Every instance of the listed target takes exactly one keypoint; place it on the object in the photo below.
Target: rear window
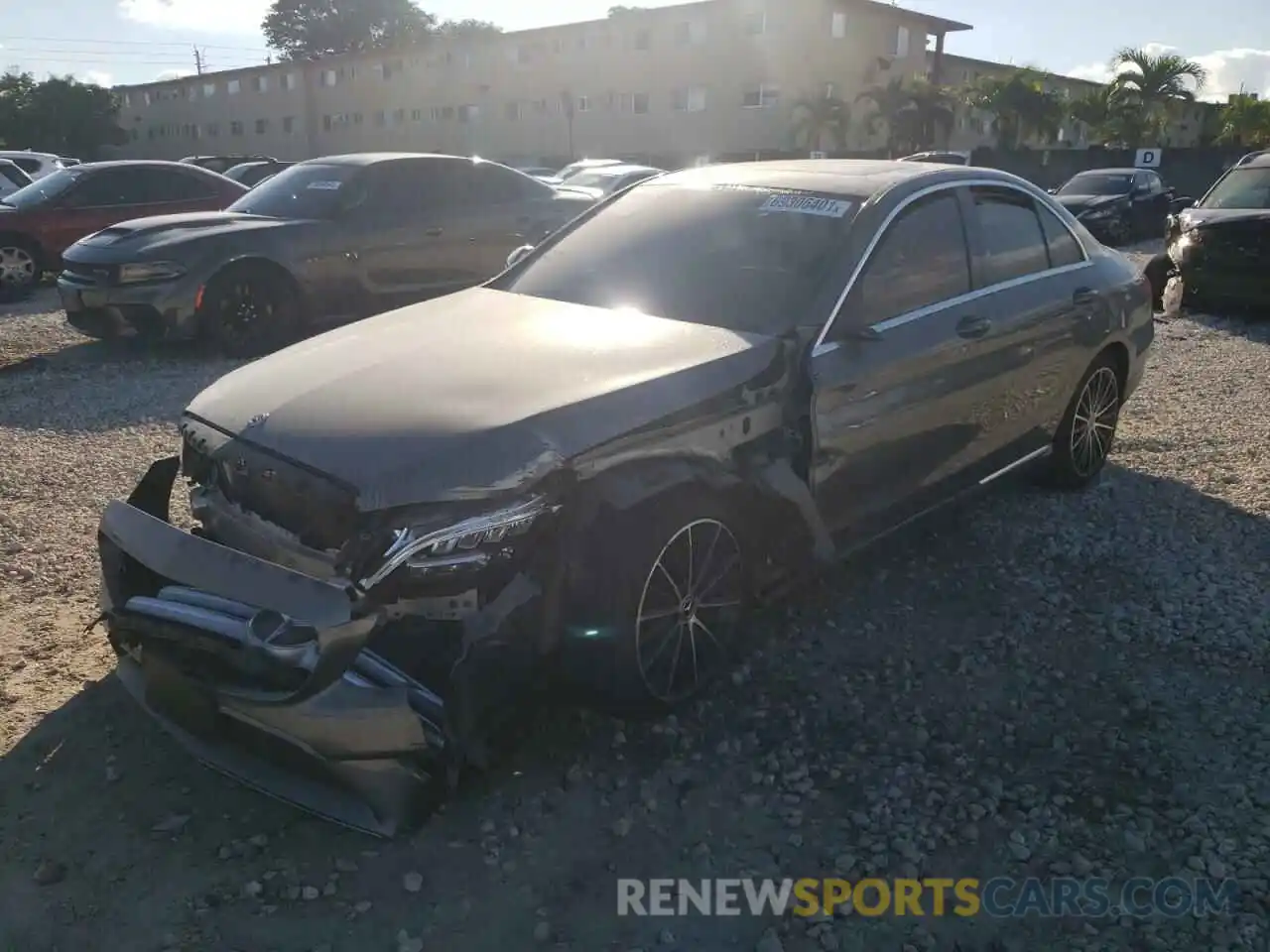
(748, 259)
* * *
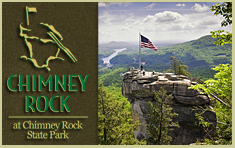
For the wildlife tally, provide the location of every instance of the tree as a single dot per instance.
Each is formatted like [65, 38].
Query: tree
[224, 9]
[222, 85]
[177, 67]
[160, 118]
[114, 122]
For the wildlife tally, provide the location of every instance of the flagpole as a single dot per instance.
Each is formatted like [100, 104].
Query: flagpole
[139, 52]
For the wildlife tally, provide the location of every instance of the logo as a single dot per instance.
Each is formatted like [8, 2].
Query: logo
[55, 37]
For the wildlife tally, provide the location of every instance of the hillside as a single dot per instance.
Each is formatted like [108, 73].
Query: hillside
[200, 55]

**Aim of the task:** Count how many lines of the entries contain the word "like"; only the number should appear in the reply.

**Expected answer:** 4